_Task:_ Count the lines that contain the string "below" in the records beneath, and respond with the number only.

── Data provided

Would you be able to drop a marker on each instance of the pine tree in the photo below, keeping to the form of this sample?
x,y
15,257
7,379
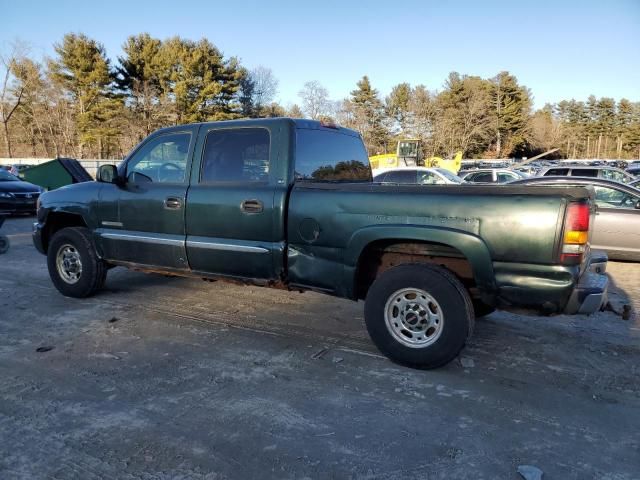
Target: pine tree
x,y
82,70
367,116
511,114
138,77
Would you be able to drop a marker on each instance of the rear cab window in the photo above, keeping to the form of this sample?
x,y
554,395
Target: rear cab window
x,y
239,155
584,172
328,155
556,171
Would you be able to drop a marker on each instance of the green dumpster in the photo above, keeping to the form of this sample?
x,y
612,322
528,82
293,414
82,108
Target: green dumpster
x,y
56,173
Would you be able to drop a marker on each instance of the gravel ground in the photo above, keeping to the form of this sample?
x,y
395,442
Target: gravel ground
x,y
164,378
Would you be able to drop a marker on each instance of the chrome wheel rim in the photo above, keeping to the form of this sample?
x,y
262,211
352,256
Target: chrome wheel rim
x,y
69,264
413,317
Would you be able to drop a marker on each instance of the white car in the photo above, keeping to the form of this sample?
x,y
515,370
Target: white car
x,y
492,175
419,176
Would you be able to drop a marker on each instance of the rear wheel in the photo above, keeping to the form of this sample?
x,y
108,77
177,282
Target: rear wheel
x,y
419,315
74,266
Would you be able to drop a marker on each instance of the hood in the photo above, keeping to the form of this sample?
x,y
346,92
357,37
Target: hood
x,y
19,187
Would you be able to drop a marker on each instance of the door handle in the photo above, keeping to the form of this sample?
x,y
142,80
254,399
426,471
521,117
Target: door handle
x,y
172,203
252,206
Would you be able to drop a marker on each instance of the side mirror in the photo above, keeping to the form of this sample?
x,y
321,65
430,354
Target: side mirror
x,y
107,174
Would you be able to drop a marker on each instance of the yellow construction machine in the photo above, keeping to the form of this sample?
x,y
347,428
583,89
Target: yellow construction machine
x,y
409,154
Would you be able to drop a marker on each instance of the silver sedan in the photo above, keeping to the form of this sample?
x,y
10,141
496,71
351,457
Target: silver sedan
x,y
617,224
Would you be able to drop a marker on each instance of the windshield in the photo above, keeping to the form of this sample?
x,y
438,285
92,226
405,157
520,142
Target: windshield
x,y
7,177
449,175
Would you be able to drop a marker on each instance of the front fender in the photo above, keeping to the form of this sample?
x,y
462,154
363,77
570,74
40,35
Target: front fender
x,y
470,245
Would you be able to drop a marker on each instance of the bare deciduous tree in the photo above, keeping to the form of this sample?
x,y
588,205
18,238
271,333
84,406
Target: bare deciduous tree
x,y
315,100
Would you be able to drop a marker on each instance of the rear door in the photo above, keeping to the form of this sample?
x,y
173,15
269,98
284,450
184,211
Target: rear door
x,y
235,207
142,222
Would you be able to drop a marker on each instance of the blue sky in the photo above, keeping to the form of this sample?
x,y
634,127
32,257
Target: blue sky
x,y
559,49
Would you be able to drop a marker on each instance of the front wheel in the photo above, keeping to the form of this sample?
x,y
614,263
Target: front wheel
x,y
74,266
419,315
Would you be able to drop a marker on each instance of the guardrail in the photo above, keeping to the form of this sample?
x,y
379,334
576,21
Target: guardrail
x,y
90,164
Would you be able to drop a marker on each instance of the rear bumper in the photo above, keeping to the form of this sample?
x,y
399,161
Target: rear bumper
x,y
590,293
553,288
36,236
598,261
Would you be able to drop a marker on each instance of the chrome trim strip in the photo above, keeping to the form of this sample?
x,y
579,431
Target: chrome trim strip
x,y
143,239
229,247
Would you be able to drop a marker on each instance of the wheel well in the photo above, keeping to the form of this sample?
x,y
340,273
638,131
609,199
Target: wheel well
x,y
57,221
382,255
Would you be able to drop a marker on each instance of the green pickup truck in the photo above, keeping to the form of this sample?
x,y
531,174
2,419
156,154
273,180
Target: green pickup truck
x,y
290,204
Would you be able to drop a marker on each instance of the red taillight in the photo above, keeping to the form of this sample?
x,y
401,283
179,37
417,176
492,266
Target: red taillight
x,y
578,215
576,233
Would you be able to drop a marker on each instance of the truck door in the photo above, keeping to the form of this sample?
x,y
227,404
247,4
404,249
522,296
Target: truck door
x,y
143,221
235,205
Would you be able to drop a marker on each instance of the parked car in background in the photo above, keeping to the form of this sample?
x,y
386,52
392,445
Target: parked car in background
x,y
418,175
634,170
492,175
607,173
617,222
17,196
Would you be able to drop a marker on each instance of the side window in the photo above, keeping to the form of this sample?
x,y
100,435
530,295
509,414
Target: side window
x,y
330,156
612,175
556,171
584,172
482,177
160,160
429,178
402,176
236,155
504,177
612,198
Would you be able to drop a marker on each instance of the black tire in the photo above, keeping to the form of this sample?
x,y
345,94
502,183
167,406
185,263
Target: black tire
x,y
4,244
94,271
451,300
482,309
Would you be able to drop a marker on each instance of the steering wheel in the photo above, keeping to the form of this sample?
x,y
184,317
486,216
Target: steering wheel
x,y
167,171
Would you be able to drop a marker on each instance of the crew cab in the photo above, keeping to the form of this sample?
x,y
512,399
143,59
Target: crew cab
x,y
291,204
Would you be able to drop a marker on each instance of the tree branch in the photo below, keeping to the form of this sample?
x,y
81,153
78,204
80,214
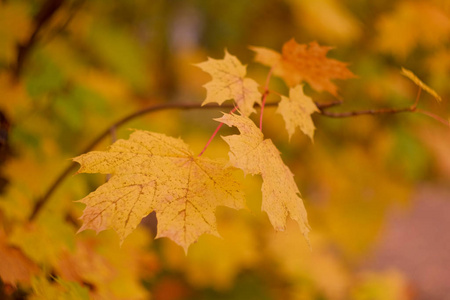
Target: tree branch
x,y
46,12
382,111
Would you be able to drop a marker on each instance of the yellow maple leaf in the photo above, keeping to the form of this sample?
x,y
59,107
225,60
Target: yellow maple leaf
x,y
301,62
418,82
253,154
229,82
154,172
296,111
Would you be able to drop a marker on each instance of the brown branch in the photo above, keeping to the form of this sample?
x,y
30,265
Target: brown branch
x,y
382,111
43,17
183,106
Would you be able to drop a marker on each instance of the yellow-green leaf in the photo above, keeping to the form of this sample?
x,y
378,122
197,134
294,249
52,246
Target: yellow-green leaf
x,y
296,111
154,172
253,154
229,82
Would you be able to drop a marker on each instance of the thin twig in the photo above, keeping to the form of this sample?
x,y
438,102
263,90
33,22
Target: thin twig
x,y
46,12
381,111
214,134
264,97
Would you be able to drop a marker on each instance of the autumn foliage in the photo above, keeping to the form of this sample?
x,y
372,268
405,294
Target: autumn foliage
x,y
219,179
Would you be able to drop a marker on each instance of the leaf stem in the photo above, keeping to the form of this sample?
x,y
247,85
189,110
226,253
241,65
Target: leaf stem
x,y
214,134
264,96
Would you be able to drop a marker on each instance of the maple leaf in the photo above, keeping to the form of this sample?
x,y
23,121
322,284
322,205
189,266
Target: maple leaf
x,y
296,111
418,82
229,82
154,172
253,154
301,62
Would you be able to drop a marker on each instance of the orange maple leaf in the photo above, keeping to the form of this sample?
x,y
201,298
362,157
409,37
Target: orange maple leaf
x,y
154,172
296,111
301,62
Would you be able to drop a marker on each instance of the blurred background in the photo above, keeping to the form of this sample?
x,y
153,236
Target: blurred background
x,y
376,188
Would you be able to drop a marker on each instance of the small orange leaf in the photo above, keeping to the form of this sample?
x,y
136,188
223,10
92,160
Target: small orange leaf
x,y
301,62
229,82
296,111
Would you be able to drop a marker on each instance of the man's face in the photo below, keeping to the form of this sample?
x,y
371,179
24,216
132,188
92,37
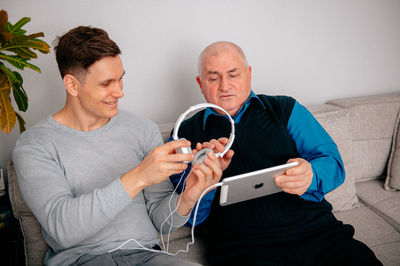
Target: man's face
x,y
225,80
101,89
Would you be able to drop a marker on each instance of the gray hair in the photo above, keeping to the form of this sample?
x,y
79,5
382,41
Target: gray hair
x,y
216,48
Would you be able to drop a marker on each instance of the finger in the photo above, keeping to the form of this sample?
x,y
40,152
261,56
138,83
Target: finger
x,y
213,163
301,168
228,155
179,157
291,181
171,146
208,145
198,146
174,167
218,146
223,140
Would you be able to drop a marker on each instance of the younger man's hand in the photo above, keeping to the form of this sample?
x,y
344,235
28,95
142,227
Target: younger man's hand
x,y
217,146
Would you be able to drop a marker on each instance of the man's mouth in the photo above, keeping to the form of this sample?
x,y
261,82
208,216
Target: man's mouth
x,y
111,103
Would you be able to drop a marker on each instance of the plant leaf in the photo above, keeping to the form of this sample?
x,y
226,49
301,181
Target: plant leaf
x,y
17,26
4,35
7,115
15,80
21,123
19,62
3,18
24,52
35,35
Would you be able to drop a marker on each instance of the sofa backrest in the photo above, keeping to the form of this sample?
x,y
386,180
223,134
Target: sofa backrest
x,y
372,120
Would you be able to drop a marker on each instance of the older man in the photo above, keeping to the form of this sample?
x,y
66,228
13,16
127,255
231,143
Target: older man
x,y
293,227
97,179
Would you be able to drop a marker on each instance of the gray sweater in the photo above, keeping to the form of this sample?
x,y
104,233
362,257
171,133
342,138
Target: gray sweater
x,y
70,179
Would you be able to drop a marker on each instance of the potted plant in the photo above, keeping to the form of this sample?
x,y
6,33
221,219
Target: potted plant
x,y
16,48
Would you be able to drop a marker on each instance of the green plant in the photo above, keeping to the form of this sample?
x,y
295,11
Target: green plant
x,y
16,49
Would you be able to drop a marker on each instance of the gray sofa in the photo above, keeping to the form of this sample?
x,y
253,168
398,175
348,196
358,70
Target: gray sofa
x,y
363,129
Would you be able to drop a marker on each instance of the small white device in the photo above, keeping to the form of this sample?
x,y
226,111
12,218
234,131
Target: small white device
x,y
202,154
251,185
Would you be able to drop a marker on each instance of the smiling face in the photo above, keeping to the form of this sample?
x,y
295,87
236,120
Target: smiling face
x,y
94,97
225,78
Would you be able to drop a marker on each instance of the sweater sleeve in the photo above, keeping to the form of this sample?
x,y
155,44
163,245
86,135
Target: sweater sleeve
x,y
67,219
161,199
316,146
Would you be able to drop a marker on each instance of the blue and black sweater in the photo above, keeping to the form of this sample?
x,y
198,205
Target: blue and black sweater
x,y
269,130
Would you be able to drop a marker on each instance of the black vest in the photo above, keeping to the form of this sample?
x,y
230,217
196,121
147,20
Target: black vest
x,y
261,140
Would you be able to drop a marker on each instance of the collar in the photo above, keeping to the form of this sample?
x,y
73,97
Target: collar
x,y
236,118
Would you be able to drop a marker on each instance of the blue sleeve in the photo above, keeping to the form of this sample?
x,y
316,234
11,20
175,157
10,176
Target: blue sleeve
x,y
178,181
316,146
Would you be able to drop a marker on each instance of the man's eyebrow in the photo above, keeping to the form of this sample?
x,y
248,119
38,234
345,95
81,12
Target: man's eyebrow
x,y
212,72
110,80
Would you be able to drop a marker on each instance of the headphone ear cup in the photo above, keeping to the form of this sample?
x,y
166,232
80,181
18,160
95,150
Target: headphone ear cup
x,y
200,156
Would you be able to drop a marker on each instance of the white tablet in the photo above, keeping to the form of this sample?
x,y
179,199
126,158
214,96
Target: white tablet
x,y
251,185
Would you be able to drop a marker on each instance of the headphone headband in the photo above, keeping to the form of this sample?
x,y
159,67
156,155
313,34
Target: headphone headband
x,y
205,105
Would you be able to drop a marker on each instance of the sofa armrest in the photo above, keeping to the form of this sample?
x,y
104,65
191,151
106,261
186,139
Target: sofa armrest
x,y
35,246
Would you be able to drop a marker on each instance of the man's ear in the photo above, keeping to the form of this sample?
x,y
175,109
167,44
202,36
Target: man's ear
x,y
199,82
71,84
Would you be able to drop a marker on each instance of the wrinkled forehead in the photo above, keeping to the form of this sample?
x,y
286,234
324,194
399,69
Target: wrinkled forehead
x,y
223,59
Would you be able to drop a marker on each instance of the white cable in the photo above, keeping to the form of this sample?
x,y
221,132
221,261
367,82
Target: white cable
x,y
192,231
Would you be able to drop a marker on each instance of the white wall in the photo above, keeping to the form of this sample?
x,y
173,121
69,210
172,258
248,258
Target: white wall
x,y
314,50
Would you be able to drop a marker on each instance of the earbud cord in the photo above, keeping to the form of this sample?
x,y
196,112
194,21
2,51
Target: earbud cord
x,y
192,231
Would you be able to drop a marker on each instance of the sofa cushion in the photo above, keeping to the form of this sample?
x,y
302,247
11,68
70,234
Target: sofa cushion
x,y
383,202
393,173
375,232
336,122
372,119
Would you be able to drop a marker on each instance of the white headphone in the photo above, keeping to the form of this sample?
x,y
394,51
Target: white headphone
x,y
202,154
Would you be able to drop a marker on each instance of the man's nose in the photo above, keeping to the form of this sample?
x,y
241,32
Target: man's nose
x,y
117,90
224,85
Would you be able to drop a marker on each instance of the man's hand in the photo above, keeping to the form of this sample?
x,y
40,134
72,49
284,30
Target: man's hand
x,y
217,146
200,178
157,166
296,180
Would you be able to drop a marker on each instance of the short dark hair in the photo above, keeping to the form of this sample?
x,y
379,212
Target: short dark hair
x,y
80,47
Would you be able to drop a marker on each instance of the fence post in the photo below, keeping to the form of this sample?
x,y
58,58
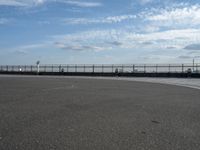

────

_Result for this task:_ 4